**Listed records**
———

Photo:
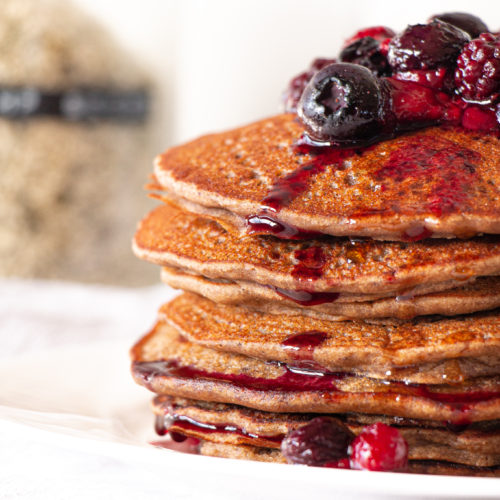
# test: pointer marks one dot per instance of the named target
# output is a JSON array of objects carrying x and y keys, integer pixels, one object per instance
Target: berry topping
[
  {"x": 415, "y": 106},
  {"x": 323, "y": 440},
  {"x": 343, "y": 104},
  {"x": 466, "y": 22},
  {"x": 439, "y": 79},
  {"x": 295, "y": 88},
  {"x": 379, "y": 447},
  {"x": 379, "y": 33},
  {"x": 479, "y": 118},
  {"x": 366, "y": 52},
  {"x": 477, "y": 76},
  {"x": 426, "y": 46}
]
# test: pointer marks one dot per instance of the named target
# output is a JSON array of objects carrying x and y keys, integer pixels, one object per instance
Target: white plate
[{"x": 84, "y": 401}]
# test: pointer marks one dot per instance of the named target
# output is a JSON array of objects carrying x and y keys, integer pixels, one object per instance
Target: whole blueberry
[
  {"x": 466, "y": 22},
  {"x": 427, "y": 46},
  {"x": 322, "y": 440},
  {"x": 343, "y": 104},
  {"x": 366, "y": 52}
]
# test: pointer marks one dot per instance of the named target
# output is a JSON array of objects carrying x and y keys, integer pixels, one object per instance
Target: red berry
[
  {"x": 477, "y": 76},
  {"x": 379, "y": 447},
  {"x": 343, "y": 463},
  {"x": 439, "y": 79},
  {"x": 322, "y": 440},
  {"x": 479, "y": 118}
]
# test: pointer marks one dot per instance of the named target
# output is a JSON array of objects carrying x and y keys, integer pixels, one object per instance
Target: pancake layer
[
  {"x": 441, "y": 182},
  {"x": 477, "y": 445},
  {"x": 167, "y": 364},
  {"x": 480, "y": 295},
  {"x": 344, "y": 346},
  {"x": 170, "y": 237}
]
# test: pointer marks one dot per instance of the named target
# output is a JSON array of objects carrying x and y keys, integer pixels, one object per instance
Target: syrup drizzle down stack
[{"x": 340, "y": 320}]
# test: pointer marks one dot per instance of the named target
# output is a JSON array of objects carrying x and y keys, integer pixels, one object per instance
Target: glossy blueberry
[{"x": 343, "y": 104}]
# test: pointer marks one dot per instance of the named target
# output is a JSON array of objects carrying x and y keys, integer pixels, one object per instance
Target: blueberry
[
  {"x": 427, "y": 46},
  {"x": 322, "y": 440},
  {"x": 343, "y": 104},
  {"x": 466, "y": 22},
  {"x": 366, "y": 52}
]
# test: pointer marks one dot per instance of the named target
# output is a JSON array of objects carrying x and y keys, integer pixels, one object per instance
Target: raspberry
[
  {"x": 477, "y": 76},
  {"x": 295, "y": 88},
  {"x": 379, "y": 447},
  {"x": 427, "y": 46},
  {"x": 323, "y": 440}
]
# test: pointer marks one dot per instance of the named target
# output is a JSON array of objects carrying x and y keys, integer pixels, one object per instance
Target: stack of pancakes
[{"x": 382, "y": 303}]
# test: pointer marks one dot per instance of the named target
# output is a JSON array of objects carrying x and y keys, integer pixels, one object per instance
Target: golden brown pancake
[
  {"x": 171, "y": 237},
  {"x": 344, "y": 346},
  {"x": 440, "y": 182},
  {"x": 480, "y": 295},
  {"x": 167, "y": 364},
  {"x": 231, "y": 424}
]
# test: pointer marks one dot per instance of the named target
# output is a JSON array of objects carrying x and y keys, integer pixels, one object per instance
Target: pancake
[
  {"x": 480, "y": 295},
  {"x": 246, "y": 452},
  {"x": 167, "y": 364},
  {"x": 171, "y": 237},
  {"x": 353, "y": 345},
  {"x": 435, "y": 182},
  {"x": 231, "y": 424}
]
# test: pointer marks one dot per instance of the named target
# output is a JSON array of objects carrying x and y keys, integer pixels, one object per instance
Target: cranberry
[
  {"x": 342, "y": 463},
  {"x": 426, "y": 46},
  {"x": 479, "y": 118},
  {"x": 466, "y": 22},
  {"x": 295, "y": 88},
  {"x": 415, "y": 106},
  {"x": 322, "y": 440},
  {"x": 342, "y": 104},
  {"x": 379, "y": 447},
  {"x": 438, "y": 79},
  {"x": 366, "y": 52},
  {"x": 477, "y": 76},
  {"x": 379, "y": 33}
]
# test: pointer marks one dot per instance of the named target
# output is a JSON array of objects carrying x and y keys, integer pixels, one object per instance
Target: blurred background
[{"x": 71, "y": 191}]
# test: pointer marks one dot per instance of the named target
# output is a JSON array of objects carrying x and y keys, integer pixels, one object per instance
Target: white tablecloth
[{"x": 73, "y": 425}]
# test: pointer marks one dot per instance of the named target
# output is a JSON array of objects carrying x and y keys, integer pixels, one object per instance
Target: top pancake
[
  {"x": 439, "y": 182},
  {"x": 169, "y": 236}
]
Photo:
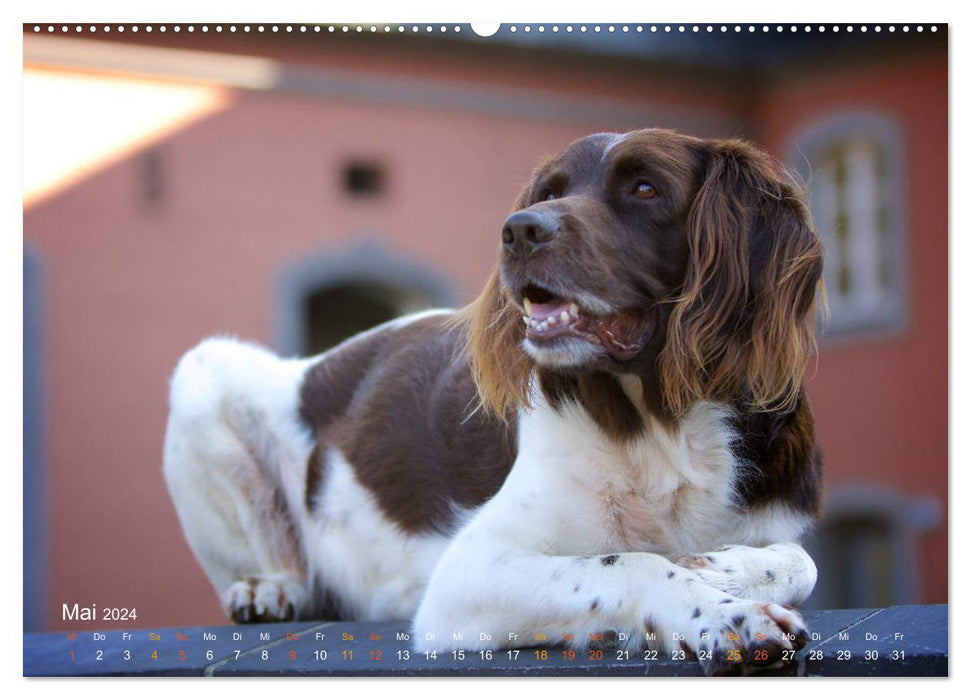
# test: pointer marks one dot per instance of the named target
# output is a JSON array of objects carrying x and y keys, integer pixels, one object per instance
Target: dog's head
[{"x": 691, "y": 263}]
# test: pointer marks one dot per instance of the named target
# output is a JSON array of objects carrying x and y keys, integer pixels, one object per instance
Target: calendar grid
[{"x": 896, "y": 641}]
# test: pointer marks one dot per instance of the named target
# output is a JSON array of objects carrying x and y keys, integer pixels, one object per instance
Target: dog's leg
[
  {"x": 782, "y": 573},
  {"x": 489, "y": 594},
  {"x": 224, "y": 465}
]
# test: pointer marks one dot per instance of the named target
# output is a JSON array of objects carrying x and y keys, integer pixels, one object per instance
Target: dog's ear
[
  {"x": 744, "y": 324},
  {"x": 494, "y": 345}
]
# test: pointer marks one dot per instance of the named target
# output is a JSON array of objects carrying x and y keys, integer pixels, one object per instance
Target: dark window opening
[
  {"x": 152, "y": 178},
  {"x": 363, "y": 179},
  {"x": 334, "y": 314},
  {"x": 860, "y": 561}
]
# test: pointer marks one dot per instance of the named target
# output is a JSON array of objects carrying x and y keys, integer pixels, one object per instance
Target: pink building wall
[{"x": 129, "y": 287}]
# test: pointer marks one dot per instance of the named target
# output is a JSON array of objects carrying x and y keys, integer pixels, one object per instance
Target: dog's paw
[
  {"x": 720, "y": 574},
  {"x": 738, "y": 637},
  {"x": 276, "y": 598}
]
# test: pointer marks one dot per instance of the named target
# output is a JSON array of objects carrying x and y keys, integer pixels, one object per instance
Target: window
[
  {"x": 853, "y": 168},
  {"x": 865, "y": 547},
  {"x": 336, "y": 312},
  {"x": 362, "y": 179},
  {"x": 323, "y": 298}
]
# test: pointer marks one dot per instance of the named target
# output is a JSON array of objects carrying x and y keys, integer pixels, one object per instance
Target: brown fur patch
[{"x": 410, "y": 428}]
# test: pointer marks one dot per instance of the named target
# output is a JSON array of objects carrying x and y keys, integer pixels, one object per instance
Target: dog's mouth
[{"x": 550, "y": 318}]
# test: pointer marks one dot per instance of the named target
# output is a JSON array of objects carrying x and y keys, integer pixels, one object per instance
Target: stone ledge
[{"x": 908, "y": 640}]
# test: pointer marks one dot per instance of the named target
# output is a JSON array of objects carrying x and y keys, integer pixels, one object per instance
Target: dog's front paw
[
  {"x": 276, "y": 598},
  {"x": 720, "y": 574},
  {"x": 737, "y": 637}
]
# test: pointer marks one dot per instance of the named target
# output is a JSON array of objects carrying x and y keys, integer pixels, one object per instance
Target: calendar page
[{"x": 536, "y": 349}]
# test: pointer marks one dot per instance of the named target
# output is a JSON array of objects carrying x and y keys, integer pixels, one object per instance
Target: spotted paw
[
  {"x": 739, "y": 637},
  {"x": 264, "y": 599}
]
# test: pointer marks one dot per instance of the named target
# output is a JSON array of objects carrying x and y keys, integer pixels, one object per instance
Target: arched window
[
  {"x": 325, "y": 298},
  {"x": 853, "y": 164}
]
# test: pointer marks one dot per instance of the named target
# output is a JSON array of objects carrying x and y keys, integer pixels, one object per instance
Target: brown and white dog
[{"x": 614, "y": 436}]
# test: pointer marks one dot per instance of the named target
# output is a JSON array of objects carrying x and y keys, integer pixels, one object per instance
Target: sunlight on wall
[{"x": 76, "y": 124}]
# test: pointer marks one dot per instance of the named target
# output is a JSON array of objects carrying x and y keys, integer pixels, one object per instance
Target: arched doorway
[{"x": 327, "y": 297}]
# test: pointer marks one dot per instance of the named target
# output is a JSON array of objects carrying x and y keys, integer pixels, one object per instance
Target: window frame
[
  {"x": 369, "y": 261},
  {"x": 826, "y": 134}
]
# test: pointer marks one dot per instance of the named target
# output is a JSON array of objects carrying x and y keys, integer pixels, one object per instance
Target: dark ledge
[{"x": 907, "y": 640}]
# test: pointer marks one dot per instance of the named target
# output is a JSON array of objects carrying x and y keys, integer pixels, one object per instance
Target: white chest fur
[{"x": 574, "y": 491}]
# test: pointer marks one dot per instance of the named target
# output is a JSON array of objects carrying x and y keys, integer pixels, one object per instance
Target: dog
[{"x": 614, "y": 436}]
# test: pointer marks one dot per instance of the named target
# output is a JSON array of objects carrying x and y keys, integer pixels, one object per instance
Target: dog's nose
[{"x": 528, "y": 230}]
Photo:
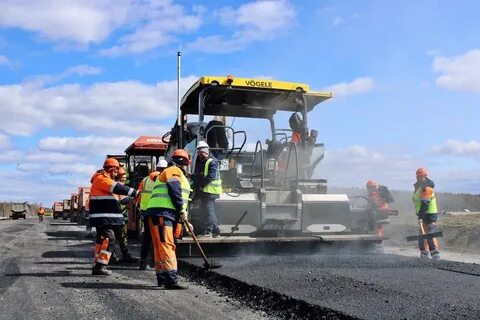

———

**The problem**
Pull out every line of the entries above that contains the word "white", with matching case.

**The result**
Target: white plate
Target: white tablecloth
Target: brown and white dog
Target: white chest fur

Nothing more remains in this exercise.